## [Data for this exercise]
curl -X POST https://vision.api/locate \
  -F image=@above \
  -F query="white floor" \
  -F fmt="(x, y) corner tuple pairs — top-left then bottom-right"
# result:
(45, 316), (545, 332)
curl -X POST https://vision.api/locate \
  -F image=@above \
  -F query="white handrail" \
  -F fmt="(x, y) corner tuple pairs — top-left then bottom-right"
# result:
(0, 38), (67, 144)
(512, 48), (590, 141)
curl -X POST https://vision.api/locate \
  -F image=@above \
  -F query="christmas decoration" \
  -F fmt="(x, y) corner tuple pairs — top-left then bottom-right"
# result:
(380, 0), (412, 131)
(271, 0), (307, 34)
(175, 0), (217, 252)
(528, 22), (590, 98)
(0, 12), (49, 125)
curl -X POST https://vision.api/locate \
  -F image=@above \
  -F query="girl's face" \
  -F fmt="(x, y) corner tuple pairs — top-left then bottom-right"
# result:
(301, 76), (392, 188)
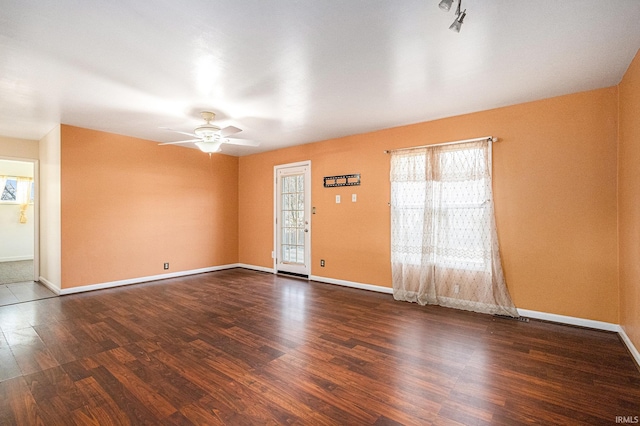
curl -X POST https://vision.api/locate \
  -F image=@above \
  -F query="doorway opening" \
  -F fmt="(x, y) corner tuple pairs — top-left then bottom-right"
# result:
(274, 161), (311, 278)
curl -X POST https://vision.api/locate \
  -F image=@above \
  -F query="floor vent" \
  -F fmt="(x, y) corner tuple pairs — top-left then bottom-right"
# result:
(494, 314), (529, 322)
(278, 271), (309, 280)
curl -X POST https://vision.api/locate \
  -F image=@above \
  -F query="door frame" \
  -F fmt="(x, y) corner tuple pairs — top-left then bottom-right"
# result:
(0, 155), (40, 281)
(271, 160), (313, 279)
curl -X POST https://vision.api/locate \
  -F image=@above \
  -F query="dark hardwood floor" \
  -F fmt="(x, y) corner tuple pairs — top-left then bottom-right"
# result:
(0, 269), (640, 425)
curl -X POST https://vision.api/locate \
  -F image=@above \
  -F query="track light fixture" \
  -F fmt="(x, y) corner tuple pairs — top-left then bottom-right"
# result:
(438, 0), (453, 12)
(438, 0), (467, 33)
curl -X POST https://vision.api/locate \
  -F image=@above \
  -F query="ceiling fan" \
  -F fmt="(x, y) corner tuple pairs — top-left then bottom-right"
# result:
(159, 111), (260, 154)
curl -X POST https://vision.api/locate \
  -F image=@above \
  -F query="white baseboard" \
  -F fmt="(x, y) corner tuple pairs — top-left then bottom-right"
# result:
(236, 263), (276, 274)
(518, 309), (640, 366)
(309, 275), (393, 294)
(0, 256), (33, 262)
(518, 309), (620, 332)
(38, 277), (60, 296)
(58, 263), (239, 296)
(618, 327), (640, 368)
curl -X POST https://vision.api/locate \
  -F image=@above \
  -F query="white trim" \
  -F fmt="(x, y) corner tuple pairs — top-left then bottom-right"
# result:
(58, 263), (238, 296)
(0, 256), (33, 263)
(618, 327), (640, 367)
(309, 275), (393, 294)
(38, 277), (60, 296)
(237, 263), (276, 274)
(271, 160), (313, 275)
(518, 309), (620, 332)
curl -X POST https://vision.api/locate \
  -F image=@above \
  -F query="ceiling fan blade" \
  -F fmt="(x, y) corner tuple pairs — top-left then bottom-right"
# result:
(220, 126), (242, 138)
(160, 127), (198, 138)
(224, 138), (260, 146)
(158, 139), (202, 145)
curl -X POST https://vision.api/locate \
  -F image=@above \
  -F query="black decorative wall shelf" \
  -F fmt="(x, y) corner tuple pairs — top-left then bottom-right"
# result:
(324, 173), (360, 188)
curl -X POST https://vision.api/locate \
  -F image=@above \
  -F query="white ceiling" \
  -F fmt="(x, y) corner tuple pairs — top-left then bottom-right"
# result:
(0, 0), (640, 155)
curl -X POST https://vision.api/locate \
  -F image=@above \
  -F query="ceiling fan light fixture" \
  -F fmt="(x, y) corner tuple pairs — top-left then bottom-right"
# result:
(449, 9), (467, 33)
(193, 124), (220, 138)
(438, 0), (453, 12)
(196, 140), (222, 154)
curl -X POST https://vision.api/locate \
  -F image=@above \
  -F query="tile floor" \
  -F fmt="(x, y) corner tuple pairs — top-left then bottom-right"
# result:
(0, 281), (56, 306)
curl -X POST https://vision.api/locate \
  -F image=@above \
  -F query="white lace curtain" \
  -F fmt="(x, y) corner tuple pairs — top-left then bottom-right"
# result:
(391, 141), (518, 317)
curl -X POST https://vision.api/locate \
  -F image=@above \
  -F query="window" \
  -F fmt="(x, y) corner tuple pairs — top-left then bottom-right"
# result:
(0, 176), (35, 204)
(0, 178), (18, 202)
(392, 149), (491, 271)
(391, 139), (518, 317)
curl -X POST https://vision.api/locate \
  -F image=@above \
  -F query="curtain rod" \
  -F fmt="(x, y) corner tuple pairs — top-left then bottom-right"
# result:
(384, 136), (498, 154)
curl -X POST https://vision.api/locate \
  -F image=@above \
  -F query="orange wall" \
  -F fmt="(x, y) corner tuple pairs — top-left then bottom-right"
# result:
(618, 53), (640, 348)
(239, 87), (619, 323)
(61, 125), (238, 289)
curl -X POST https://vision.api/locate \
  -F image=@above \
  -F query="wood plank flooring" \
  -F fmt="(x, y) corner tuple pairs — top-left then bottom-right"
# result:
(0, 269), (640, 425)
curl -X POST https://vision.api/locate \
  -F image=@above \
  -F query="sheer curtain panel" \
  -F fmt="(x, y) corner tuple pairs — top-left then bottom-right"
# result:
(391, 141), (518, 317)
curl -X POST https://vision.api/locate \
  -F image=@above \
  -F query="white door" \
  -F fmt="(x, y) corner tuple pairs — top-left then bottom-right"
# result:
(274, 161), (311, 277)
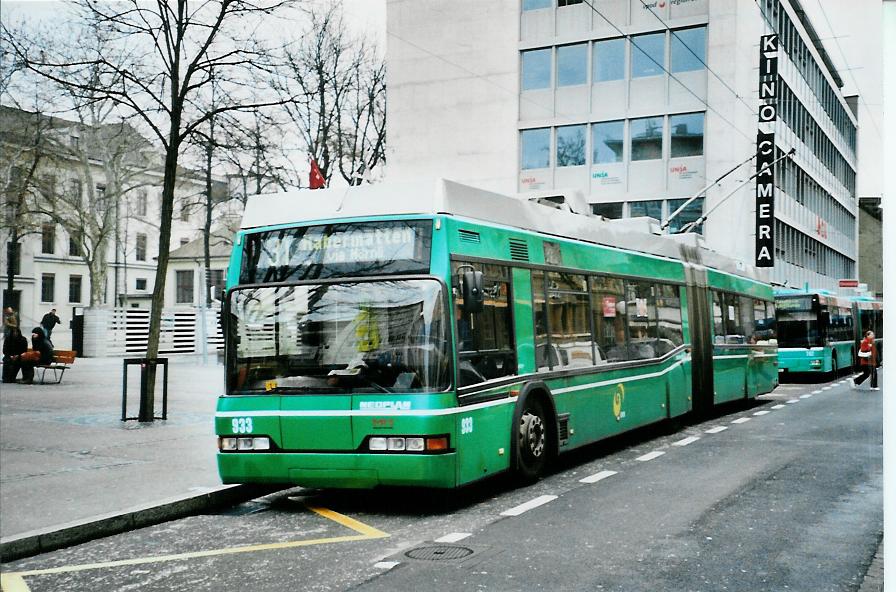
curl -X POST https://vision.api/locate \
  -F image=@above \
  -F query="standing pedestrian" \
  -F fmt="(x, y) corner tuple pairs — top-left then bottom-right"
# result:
(852, 331), (880, 391)
(40, 308), (62, 341)
(3, 306), (19, 339)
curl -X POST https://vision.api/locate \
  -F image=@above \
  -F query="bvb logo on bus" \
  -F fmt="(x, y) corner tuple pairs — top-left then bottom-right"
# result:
(613, 384), (625, 421)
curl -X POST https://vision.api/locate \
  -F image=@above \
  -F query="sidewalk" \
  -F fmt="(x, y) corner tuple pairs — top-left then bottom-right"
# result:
(0, 356), (231, 539)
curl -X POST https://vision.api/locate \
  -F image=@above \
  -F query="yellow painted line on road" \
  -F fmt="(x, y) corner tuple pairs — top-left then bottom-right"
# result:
(3, 507), (389, 592)
(0, 573), (30, 592)
(308, 506), (389, 539)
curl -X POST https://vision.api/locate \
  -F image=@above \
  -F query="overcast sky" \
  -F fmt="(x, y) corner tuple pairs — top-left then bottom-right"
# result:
(0, 0), (883, 196)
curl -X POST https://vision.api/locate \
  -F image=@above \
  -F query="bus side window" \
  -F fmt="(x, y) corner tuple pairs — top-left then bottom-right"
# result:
(724, 294), (744, 343)
(656, 284), (683, 356)
(625, 281), (657, 360)
(591, 276), (626, 364)
(532, 271), (557, 372)
(545, 272), (594, 367)
(712, 290), (725, 343)
(452, 262), (517, 386)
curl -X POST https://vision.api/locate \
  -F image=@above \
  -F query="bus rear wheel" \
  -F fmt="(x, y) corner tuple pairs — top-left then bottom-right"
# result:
(515, 397), (550, 481)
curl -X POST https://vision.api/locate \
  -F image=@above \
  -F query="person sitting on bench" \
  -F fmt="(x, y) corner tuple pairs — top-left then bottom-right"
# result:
(12, 327), (53, 384)
(3, 327), (28, 382)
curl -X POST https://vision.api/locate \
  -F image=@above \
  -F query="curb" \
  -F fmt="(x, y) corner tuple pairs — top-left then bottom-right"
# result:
(0, 485), (282, 562)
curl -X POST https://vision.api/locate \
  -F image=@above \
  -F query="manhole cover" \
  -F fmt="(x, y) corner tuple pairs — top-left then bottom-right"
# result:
(405, 545), (473, 561)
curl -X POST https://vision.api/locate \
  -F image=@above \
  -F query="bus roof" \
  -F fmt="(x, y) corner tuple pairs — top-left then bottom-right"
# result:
(241, 179), (767, 282)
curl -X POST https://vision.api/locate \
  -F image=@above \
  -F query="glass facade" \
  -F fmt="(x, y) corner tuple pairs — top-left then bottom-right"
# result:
(591, 121), (625, 164)
(592, 38), (625, 83)
(632, 32), (666, 78)
(557, 43), (588, 86)
(520, 127), (551, 170)
(522, 48), (551, 90)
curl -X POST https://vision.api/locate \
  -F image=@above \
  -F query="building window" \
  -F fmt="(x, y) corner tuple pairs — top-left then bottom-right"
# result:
(520, 127), (551, 170)
(174, 270), (193, 304)
(134, 189), (147, 216)
(669, 113), (704, 158)
(557, 125), (585, 167)
(96, 185), (109, 212)
(557, 43), (588, 86)
(669, 197), (703, 234)
(40, 222), (56, 255)
(591, 121), (625, 164)
(669, 27), (706, 73)
(629, 117), (663, 160)
(593, 38), (625, 82)
(591, 201), (622, 220)
(136, 234), (146, 261)
(68, 234), (81, 257)
(208, 269), (224, 300)
(628, 199), (663, 220)
(68, 275), (81, 303)
(632, 32), (666, 78)
(68, 179), (84, 204)
(40, 273), (56, 302)
(522, 48), (551, 90)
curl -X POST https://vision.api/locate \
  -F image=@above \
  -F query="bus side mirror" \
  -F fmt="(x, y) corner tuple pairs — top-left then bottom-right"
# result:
(461, 270), (485, 313)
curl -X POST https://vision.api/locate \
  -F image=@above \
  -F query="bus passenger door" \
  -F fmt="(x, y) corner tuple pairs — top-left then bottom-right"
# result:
(685, 264), (714, 414)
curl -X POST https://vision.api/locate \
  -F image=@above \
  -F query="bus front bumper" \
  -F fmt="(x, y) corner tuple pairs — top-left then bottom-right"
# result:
(218, 452), (457, 489)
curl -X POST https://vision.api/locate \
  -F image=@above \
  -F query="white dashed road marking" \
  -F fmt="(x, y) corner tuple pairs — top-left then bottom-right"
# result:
(579, 471), (616, 483)
(373, 561), (401, 569)
(433, 532), (471, 543)
(672, 436), (700, 446)
(501, 495), (557, 516)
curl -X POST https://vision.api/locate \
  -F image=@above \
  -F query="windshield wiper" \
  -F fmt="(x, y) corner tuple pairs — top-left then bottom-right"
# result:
(360, 375), (393, 394)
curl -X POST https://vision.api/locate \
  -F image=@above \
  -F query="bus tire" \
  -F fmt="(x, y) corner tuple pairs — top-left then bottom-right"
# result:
(513, 391), (554, 482)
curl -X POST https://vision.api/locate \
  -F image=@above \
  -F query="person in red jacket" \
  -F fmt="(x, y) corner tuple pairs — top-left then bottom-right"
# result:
(852, 331), (880, 391)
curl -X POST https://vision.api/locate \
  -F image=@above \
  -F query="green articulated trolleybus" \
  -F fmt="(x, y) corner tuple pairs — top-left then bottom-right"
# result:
(775, 289), (883, 374)
(216, 180), (778, 488)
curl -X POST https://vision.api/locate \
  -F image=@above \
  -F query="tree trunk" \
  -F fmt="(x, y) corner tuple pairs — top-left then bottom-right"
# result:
(202, 117), (215, 310)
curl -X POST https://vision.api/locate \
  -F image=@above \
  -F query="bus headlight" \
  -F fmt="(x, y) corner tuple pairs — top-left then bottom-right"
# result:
(367, 435), (449, 453)
(218, 436), (271, 452)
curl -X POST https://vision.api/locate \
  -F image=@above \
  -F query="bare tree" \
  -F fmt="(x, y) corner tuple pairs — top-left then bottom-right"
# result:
(274, 2), (386, 185)
(4, 0), (291, 384)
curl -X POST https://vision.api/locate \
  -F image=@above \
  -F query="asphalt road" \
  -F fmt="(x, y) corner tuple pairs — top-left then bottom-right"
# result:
(3, 376), (883, 592)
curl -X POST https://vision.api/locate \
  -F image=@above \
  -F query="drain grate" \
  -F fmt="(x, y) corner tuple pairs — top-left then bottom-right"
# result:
(405, 545), (473, 561)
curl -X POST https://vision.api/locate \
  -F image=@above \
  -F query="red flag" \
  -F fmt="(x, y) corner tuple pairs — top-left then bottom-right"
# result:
(308, 158), (327, 189)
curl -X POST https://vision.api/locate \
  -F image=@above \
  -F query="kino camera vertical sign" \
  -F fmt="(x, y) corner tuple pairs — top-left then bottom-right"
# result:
(756, 35), (778, 267)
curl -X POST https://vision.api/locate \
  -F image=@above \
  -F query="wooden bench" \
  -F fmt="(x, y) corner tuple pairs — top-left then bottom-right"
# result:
(34, 349), (78, 384)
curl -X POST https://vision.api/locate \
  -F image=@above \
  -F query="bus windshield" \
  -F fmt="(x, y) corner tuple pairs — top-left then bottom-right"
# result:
(775, 297), (821, 347)
(227, 279), (451, 394)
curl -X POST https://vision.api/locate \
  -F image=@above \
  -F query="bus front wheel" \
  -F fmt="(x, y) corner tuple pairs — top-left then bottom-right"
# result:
(515, 396), (550, 481)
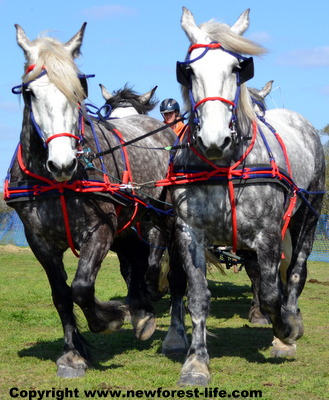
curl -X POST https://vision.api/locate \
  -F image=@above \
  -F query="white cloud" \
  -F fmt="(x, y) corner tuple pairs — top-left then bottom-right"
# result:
(82, 4), (136, 19)
(278, 46), (329, 67)
(248, 31), (272, 43)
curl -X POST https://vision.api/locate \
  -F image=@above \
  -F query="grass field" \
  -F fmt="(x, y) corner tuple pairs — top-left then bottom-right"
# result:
(0, 246), (329, 400)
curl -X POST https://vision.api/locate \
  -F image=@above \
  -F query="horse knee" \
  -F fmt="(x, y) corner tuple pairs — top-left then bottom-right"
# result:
(71, 280), (95, 309)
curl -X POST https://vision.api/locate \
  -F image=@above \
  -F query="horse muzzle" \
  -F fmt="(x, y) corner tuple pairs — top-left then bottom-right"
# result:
(198, 136), (232, 161)
(46, 158), (78, 182)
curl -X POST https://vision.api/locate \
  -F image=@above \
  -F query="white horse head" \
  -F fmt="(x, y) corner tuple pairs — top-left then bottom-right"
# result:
(15, 23), (86, 182)
(99, 83), (157, 118)
(178, 8), (265, 160)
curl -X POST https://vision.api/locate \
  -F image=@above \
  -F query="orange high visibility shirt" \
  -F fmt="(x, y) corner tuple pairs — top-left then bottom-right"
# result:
(164, 121), (187, 141)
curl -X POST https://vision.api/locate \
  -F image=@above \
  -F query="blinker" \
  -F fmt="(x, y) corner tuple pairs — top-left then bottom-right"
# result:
(176, 61), (191, 88)
(238, 57), (254, 85)
(79, 74), (88, 98)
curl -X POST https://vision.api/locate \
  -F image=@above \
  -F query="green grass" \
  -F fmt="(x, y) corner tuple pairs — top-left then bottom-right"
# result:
(0, 247), (329, 400)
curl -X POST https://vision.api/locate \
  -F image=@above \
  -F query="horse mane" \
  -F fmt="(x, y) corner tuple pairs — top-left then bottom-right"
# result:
(248, 87), (267, 109)
(181, 20), (266, 123)
(23, 37), (86, 104)
(106, 83), (158, 115)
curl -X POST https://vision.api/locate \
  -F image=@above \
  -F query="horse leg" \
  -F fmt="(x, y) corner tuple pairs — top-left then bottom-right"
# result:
(71, 223), (127, 333)
(25, 230), (89, 378)
(243, 252), (270, 325)
(175, 217), (210, 386)
(145, 227), (170, 301)
(272, 188), (322, 357)
(112, 231), (156, 340)
(162, 245), (189, 355)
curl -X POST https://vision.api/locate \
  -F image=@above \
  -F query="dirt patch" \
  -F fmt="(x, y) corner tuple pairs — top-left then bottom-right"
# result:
(0, 244), (31, 253)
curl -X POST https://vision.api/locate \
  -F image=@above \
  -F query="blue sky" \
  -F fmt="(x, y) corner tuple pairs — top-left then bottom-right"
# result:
(0, 0), (329, 186)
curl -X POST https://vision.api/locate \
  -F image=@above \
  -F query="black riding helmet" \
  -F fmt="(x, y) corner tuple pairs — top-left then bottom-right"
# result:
(160, 99), (180, 114)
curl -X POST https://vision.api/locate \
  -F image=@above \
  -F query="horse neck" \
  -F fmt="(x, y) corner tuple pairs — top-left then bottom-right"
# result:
(20, 106), (50, 177)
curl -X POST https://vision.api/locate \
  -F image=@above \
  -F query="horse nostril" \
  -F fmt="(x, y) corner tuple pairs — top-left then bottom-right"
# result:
(67, 158), (78, 173)
(46, 161), (58, 174)
(221, 137), (232, 150)
(46, 158), (78, 176)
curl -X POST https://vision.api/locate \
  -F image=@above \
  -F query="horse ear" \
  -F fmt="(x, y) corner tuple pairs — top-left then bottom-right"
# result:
(231, 8), (250, 36)
(138, 86), (158, 104)
(65, 22), (87, 58)
(15, 24), (34, 56)
(181, 7), (207, 43)
(99, 83), (113, 101)
(258, 81), (274, 99)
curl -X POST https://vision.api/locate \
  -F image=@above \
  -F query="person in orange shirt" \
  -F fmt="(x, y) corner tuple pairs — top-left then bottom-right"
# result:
(160, 98), (187, 140)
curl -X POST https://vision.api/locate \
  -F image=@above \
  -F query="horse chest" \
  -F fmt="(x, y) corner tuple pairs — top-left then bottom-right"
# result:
(173, 185), (230, 228)
(173, 185), (284, 247)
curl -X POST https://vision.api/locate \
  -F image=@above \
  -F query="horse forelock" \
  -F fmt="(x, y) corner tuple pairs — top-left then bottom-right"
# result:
(200, 20), (266, 55)
(107, 85), (157, 114)
(23, 38), (85, 104)
(181, 20), (266, 133)
(181, 75), (256, 135)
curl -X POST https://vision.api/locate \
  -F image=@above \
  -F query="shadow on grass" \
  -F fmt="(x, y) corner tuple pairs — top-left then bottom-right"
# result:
(18, 281), (293, 371)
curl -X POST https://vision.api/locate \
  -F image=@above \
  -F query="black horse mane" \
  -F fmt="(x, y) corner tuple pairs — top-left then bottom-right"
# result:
(106, 84), (158, 114)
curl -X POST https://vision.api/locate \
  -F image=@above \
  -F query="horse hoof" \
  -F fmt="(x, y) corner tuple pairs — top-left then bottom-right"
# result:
(271, 338), (297, 358)
(131, 312), (156, 341)
(56, 350), (89, 378)
(162, 328), (189, 356)
(99, 320), (124, 335)
(250, 316), (271, 325)
(249, 305), (271, 325)
(57, 365), (86, 378)
(178, 354), (210, 386)
(178, 373), (210, 386)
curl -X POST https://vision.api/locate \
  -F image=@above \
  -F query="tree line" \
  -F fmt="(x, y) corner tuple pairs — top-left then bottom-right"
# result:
(0, 124), (329, 214)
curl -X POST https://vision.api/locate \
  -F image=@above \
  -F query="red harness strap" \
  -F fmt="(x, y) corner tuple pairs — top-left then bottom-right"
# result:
(157, 121), (298, 253)
(17, 144), (79, 257)
(10, 126), (147, 257)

## [Goal]
Please quote the data above word for word, from its first line up to and including the line with "(0, 12), (49, 125)".

## [Exercise output]
curl -X POST https://vision.api/locate \
  -F image=@above \
  -F query="white floor" \
  -F fmt="(x, y) corner tuple pairs — top-left then bottom-right"
# result:
(45, 316), (545, 332)
curl -X POST https://vision.api/locate \
  -F image=@above \
  -F query="white handrail" \
  -F fmt="(x, y) corner tuple pairs — top-left then bottom-right"
# result:
(0, 38), (67, 144)
(512, 48), (590, 141)
curl -X POST https://vision.api/locate \
  -F image=@above \
  -F query="christmas decoration" \
  -F fmt="(x, y) corner tuple pairs — top-left then bottom-right"
# result:
(380, 0), (412, 131)
(271, 0), (307, 34)
(175, 0), (217, 252)
(528, 22), (590, 98)
(0, 12), (49, 125)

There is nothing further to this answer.